==== Excerpted data ====
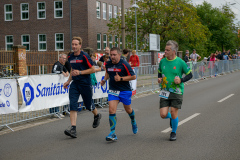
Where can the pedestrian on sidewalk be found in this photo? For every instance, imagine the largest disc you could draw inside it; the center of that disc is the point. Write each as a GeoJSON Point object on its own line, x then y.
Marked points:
{"type": "Point", "coordinates": [119, 73]}
{"type": "Point", "coordinates": [82, 67]}
{"type": "Point", "coordinates": [170, 74]}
====
**Aim of the exercise**: Please reproduce the records above word for word, leaving out the pictures.

**Task answer**:
Where can the pedestrian on sidewalk be found in this photo? For every instance, imagine the largest disc you could draw inside it; the center of that disc is the point. Write each as a GeoJSON Point object on its own line, x then y.
Marked points:
{"type": "Point", "coordinates": [119, 73]}
{"type": "Point", "coordinates": [82, 67]}
{"type": "Point", "coordinates": [170, 74]}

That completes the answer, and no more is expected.